++++ Data shown
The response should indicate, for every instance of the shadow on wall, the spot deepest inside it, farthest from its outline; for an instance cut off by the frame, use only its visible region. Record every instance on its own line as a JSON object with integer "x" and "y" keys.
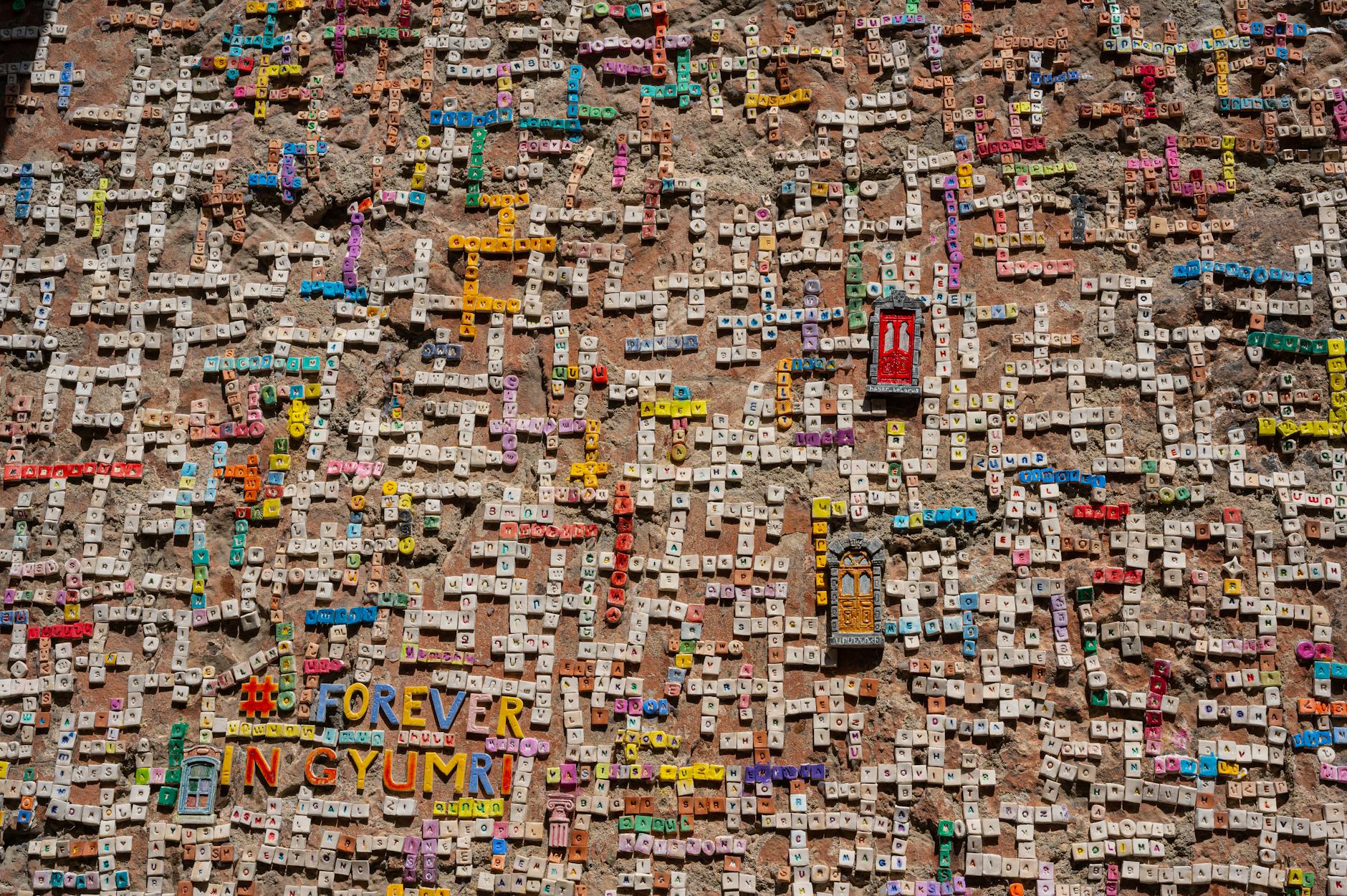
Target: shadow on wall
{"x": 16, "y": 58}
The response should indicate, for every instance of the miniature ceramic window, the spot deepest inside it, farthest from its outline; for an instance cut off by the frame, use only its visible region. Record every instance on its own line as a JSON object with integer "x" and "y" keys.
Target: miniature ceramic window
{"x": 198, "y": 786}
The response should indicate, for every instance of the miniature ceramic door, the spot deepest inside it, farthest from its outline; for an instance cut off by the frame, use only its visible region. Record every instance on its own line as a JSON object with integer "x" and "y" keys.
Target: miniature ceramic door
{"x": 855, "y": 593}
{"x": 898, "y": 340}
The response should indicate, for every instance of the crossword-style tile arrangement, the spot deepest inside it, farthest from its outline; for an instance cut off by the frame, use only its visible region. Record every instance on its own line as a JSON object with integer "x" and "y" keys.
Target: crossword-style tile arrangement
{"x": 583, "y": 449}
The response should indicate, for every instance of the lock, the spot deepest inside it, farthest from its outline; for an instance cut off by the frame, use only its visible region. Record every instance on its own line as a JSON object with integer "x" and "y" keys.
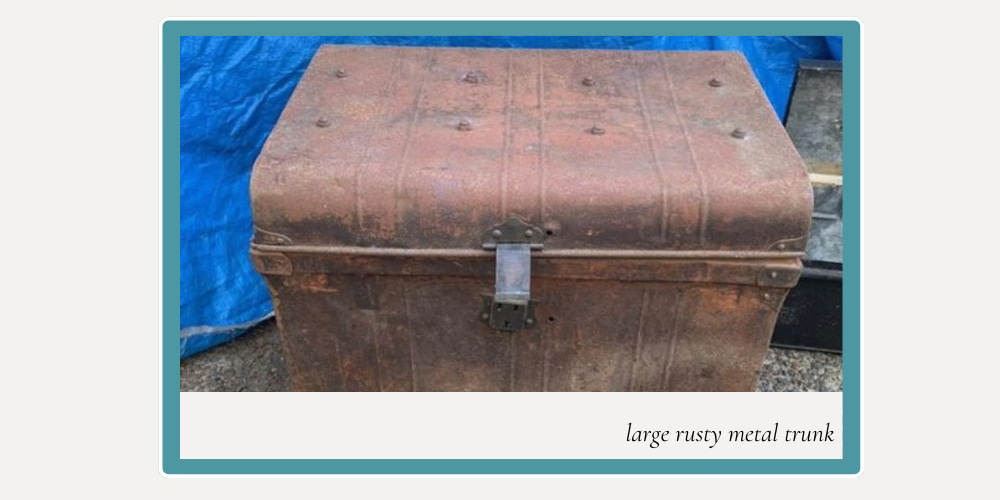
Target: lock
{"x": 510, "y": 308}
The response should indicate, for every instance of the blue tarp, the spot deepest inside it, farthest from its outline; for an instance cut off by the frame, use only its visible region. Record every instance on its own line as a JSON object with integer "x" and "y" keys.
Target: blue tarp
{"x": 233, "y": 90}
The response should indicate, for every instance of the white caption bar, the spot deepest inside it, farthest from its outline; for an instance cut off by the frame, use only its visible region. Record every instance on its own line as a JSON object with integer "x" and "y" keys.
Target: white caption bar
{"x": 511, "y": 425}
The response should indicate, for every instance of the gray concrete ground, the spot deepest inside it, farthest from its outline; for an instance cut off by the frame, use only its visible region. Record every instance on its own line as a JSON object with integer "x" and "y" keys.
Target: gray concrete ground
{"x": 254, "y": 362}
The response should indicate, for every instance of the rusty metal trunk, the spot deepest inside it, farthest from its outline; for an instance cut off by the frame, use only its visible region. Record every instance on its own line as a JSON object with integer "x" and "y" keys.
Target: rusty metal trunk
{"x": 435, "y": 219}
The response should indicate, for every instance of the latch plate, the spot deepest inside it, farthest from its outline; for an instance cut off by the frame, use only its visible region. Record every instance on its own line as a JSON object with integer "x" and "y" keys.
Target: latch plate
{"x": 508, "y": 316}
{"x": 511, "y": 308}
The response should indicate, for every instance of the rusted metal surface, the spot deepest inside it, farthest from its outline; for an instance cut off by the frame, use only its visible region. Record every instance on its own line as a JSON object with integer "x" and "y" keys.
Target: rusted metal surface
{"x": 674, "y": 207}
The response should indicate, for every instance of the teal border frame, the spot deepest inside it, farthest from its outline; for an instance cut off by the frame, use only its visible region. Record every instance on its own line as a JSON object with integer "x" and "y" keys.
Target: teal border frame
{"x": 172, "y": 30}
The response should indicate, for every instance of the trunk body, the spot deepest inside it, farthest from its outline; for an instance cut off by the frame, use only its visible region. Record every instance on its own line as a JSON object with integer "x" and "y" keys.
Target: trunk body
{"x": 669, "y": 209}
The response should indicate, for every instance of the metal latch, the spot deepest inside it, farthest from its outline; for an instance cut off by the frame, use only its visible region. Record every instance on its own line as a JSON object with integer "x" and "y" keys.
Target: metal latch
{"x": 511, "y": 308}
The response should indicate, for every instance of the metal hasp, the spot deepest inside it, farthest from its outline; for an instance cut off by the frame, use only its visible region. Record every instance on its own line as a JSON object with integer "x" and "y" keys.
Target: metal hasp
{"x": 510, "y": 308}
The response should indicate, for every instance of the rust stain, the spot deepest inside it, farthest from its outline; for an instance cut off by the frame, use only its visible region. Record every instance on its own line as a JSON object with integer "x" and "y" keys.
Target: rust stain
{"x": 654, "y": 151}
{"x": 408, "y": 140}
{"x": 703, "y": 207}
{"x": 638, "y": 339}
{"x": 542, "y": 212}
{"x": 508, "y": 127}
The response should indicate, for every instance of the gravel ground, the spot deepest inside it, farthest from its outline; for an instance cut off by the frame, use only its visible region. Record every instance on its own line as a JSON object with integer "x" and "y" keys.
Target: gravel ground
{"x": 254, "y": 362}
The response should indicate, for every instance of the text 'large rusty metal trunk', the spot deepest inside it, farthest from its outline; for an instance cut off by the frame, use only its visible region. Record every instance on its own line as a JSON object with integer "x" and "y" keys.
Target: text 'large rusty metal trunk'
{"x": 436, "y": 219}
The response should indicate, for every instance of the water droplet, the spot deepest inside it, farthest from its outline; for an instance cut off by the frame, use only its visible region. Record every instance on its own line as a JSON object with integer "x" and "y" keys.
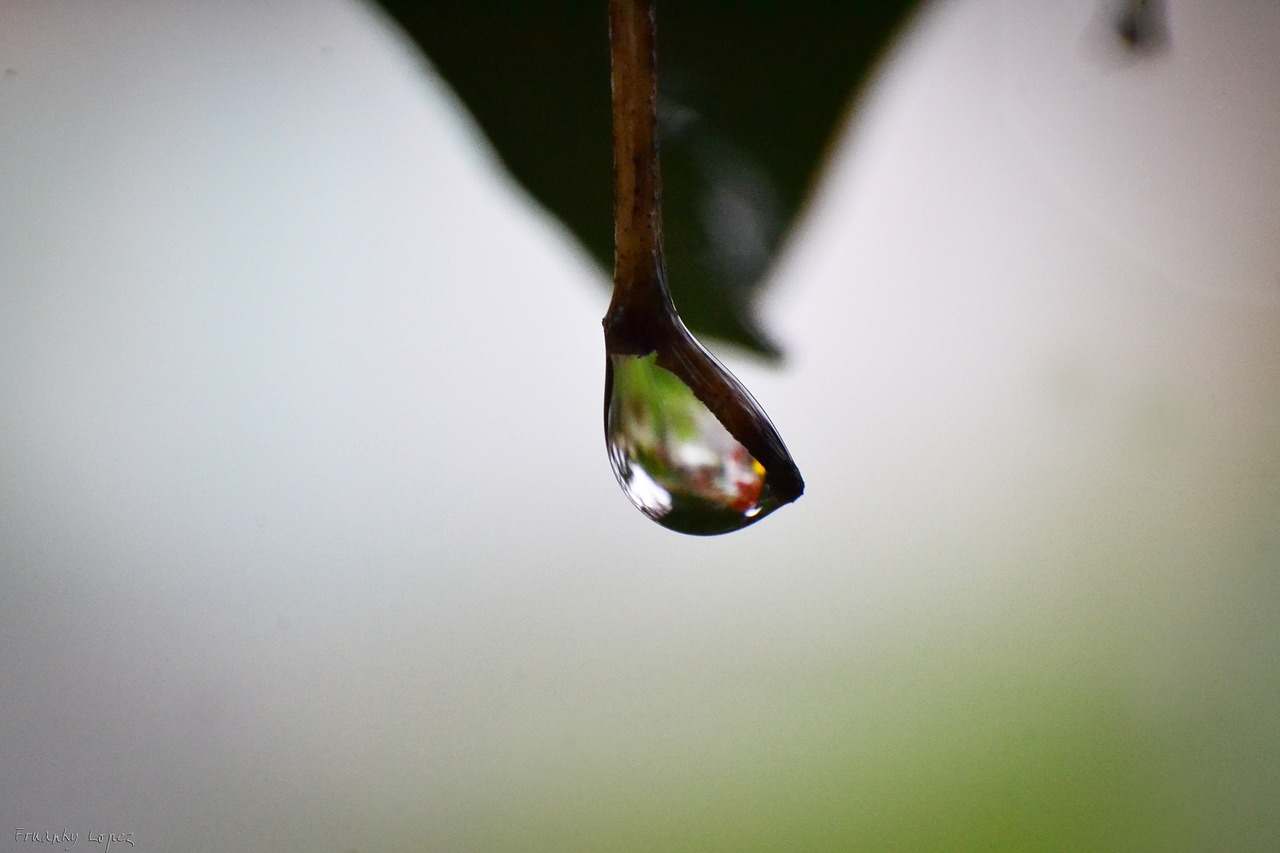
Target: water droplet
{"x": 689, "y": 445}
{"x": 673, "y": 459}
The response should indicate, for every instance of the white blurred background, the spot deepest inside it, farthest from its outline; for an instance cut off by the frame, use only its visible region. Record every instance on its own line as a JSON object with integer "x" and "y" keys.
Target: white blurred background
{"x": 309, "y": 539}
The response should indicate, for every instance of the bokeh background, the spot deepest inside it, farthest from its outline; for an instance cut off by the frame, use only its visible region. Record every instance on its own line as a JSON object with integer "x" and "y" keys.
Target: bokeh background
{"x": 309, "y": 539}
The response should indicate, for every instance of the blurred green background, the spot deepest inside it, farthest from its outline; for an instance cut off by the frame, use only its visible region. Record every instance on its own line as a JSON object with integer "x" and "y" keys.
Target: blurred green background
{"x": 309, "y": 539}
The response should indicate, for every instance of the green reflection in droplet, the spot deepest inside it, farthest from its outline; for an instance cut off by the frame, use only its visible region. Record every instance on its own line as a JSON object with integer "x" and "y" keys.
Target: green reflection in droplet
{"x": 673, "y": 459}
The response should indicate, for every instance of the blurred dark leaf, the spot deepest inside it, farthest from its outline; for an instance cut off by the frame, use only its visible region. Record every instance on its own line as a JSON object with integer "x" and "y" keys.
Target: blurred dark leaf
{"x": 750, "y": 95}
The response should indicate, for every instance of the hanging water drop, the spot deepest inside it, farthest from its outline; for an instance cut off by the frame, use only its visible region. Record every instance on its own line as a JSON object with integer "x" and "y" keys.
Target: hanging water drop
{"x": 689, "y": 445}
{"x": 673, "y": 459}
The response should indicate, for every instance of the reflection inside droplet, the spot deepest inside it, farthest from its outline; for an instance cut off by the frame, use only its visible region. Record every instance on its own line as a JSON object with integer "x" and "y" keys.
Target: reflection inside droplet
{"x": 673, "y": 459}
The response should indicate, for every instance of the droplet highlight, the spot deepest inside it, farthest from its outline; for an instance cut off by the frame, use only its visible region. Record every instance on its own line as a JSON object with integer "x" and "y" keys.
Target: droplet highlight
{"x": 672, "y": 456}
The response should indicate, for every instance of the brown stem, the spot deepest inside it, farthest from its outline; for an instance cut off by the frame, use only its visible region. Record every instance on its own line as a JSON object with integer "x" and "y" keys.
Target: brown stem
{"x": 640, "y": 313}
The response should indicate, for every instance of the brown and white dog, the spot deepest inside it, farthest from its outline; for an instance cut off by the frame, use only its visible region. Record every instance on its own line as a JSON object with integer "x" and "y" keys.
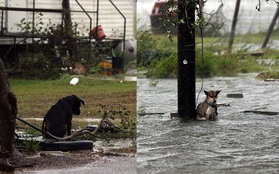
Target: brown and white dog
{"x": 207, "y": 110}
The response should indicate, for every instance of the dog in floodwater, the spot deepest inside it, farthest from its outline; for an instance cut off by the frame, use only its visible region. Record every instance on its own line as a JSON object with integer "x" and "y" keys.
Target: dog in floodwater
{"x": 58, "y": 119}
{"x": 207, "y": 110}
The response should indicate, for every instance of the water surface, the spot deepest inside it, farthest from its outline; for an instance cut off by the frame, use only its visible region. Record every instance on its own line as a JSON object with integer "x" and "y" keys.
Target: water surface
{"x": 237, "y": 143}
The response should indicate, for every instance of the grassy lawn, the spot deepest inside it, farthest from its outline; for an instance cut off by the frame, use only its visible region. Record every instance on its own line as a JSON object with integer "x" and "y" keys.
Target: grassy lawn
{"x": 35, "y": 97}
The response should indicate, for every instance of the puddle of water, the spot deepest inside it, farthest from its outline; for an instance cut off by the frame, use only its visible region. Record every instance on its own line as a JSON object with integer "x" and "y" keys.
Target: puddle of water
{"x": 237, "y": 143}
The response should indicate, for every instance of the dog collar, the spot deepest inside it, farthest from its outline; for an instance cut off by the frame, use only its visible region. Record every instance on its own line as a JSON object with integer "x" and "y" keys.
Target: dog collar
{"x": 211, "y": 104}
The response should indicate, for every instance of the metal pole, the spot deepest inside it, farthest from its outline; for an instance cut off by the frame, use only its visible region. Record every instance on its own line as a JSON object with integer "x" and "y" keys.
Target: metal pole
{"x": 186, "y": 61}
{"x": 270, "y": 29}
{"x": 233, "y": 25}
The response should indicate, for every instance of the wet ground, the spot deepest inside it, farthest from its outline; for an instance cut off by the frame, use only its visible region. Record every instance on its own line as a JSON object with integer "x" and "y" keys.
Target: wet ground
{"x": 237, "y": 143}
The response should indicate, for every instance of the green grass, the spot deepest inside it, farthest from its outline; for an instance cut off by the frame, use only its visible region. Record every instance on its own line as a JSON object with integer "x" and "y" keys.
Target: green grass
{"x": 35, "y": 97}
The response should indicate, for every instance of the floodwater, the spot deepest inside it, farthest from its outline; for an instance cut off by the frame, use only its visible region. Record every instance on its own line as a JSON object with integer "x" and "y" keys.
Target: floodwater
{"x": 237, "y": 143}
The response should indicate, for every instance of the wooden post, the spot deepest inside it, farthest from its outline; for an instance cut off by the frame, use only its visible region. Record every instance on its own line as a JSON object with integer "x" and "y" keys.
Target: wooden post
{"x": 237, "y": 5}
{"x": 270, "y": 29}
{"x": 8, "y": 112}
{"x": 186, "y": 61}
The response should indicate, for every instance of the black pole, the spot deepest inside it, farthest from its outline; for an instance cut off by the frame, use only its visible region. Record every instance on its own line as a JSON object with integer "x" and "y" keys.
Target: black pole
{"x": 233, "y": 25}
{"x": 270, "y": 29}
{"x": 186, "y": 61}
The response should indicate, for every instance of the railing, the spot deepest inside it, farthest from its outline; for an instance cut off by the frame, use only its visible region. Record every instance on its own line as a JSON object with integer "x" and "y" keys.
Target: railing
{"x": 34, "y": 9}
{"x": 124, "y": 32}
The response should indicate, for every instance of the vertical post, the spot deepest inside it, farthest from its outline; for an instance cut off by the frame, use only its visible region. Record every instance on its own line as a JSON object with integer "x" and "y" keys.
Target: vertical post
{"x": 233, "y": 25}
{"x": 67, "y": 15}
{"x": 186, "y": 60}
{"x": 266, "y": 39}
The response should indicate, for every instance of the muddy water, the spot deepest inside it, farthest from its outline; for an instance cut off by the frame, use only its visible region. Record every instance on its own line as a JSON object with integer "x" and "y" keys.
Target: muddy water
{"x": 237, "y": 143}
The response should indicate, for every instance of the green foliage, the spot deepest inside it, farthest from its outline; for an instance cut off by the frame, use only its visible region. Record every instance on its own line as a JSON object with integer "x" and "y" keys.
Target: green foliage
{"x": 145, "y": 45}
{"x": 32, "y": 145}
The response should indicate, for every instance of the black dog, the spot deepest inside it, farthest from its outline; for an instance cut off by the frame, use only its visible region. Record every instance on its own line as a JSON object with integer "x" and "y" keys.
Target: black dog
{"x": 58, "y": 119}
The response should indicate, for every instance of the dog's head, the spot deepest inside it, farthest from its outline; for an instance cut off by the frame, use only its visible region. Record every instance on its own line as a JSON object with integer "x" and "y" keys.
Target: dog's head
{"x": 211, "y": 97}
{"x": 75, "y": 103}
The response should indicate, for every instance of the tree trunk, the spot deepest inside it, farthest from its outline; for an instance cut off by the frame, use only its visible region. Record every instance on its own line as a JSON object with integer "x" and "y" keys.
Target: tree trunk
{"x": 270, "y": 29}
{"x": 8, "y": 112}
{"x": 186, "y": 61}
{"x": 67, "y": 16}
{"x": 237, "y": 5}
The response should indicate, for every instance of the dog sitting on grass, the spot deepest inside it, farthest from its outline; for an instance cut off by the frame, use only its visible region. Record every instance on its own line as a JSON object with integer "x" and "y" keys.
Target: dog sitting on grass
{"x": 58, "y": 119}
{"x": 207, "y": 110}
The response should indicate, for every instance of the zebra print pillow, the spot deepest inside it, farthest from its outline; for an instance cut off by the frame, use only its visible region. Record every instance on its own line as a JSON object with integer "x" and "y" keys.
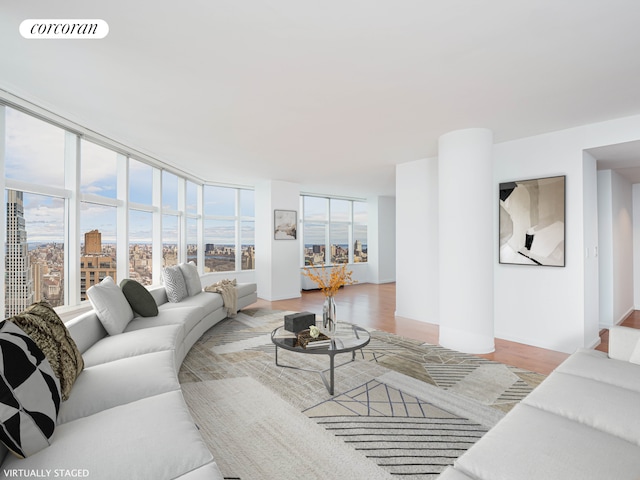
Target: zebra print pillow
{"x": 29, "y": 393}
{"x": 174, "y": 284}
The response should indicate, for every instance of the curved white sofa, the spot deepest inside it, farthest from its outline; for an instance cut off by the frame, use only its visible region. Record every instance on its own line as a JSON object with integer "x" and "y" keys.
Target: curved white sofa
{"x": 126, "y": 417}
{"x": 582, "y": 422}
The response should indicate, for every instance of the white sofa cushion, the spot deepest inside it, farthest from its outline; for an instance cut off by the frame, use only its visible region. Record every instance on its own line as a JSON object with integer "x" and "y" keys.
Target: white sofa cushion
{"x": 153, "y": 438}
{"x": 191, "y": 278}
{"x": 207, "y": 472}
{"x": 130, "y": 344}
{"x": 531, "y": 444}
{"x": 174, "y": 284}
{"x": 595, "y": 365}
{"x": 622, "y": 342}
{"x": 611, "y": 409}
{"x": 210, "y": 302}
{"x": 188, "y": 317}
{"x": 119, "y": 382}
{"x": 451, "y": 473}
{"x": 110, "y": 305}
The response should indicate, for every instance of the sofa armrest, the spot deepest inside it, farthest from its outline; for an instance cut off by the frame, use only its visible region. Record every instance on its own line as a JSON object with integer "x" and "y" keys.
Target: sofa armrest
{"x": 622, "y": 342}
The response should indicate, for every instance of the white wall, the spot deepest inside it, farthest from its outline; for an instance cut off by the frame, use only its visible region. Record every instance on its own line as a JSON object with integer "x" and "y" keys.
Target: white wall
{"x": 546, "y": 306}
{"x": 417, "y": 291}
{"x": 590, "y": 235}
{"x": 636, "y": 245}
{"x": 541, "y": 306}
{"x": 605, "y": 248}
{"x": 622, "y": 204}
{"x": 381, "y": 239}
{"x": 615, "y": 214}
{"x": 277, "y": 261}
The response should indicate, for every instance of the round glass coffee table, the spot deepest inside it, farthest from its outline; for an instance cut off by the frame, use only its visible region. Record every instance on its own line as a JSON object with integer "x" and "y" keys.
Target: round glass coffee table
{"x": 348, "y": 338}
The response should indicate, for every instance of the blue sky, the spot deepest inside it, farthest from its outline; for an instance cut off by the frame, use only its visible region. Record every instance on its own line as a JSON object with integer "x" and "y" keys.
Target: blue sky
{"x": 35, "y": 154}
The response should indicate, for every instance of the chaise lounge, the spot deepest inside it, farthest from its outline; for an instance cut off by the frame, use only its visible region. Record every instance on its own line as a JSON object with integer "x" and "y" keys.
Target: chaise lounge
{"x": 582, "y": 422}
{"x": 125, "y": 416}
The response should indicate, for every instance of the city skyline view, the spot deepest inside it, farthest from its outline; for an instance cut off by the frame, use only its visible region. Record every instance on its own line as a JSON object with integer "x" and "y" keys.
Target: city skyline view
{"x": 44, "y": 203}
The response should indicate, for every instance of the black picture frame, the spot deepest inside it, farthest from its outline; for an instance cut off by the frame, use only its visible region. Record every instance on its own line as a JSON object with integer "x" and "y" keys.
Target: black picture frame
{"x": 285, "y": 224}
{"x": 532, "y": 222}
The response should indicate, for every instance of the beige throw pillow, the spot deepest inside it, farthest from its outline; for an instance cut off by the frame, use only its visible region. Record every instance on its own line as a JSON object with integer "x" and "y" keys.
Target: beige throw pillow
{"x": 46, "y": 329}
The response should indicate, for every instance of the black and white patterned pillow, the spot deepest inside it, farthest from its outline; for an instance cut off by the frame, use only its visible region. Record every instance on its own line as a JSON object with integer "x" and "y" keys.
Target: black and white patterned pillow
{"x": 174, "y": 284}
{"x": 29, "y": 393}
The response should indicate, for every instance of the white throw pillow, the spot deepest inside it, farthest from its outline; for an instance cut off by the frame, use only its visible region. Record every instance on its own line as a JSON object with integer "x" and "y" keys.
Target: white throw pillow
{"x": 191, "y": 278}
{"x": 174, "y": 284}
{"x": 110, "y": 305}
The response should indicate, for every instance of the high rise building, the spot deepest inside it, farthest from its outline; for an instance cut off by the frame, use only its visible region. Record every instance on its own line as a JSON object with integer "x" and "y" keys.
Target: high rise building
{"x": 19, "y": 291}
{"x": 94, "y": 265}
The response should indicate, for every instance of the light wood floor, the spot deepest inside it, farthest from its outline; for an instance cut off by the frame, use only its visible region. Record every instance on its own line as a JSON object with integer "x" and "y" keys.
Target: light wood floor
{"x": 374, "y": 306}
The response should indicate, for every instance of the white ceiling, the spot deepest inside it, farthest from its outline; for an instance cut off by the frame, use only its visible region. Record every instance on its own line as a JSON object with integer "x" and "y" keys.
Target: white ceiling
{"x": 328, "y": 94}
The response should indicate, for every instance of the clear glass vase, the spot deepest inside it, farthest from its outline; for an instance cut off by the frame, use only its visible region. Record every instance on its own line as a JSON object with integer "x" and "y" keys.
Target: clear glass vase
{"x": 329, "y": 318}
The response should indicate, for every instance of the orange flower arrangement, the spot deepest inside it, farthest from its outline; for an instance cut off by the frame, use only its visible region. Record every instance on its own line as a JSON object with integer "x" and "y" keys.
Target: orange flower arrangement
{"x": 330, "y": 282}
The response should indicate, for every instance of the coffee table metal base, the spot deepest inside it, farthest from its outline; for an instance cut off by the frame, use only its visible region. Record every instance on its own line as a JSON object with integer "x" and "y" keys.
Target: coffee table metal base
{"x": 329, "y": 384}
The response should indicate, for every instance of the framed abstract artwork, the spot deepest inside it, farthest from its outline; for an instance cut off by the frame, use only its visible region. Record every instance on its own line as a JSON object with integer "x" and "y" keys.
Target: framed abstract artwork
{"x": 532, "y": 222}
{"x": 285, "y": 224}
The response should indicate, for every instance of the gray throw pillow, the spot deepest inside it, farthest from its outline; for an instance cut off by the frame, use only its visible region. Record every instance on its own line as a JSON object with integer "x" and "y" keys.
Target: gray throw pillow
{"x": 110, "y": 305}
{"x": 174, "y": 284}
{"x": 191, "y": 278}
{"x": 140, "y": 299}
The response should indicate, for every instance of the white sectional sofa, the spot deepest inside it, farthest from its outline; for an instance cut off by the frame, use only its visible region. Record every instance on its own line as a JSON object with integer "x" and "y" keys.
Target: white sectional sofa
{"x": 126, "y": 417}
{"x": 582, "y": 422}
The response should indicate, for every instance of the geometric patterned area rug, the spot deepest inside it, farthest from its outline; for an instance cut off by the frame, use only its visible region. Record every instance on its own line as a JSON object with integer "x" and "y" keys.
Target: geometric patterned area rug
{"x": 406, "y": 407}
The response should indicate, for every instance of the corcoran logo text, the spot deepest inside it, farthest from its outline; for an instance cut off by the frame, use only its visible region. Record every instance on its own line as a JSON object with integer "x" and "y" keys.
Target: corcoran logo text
++++++++
» **Task description**
Retype nothing except the lines from the line holding "the gray throw" through the last line of the entries, both included.

» **Worked solution**
The response should indicate, for every instance of the gray throw pillow, the spot deepest inside it, farthest from its outline; for an instance cut off by the frame, use only its visible region. Record every instance on its own line as a JSON object with integer "x" and "y" keys.
Target: gray throw pillow
{"x": 110, "y": 305}
{"x": 174, "y": 284}
{"x": 191, "y": 278}
{"x": 140, "y": 299}
The response should indicate, for every instance of the white sectional sofa, the spot deepest inside it, farthest from its outline; for an instance cut off by the frame, use only its visible region. Record every instance on its own line as a JSON object with integer "x" and "y" keys.
Target: white sectional sofa
{"x": 126, "y": 417}
{"x": 582, "y": 422}
The response should indicate, for every instance of the geometric patterned area rug, the spot deepest inside it, farthest from its outline; for an instance cut off by the frame, use only its visible region. Record every instance on its own line as a JSON object with integer "x" and "y" keys.
Target: geometric patterned area rug
{"x": 406, "y": 407}
The response should indicate, for every instance of the corcoran logo text, the spot deepest inside it, farthest from its outline; for an instance cut off by the frame, use only its visible region. Record every instance on its own line as a JSON object with integer "x" and "y" keys.
Target: corcoran logo text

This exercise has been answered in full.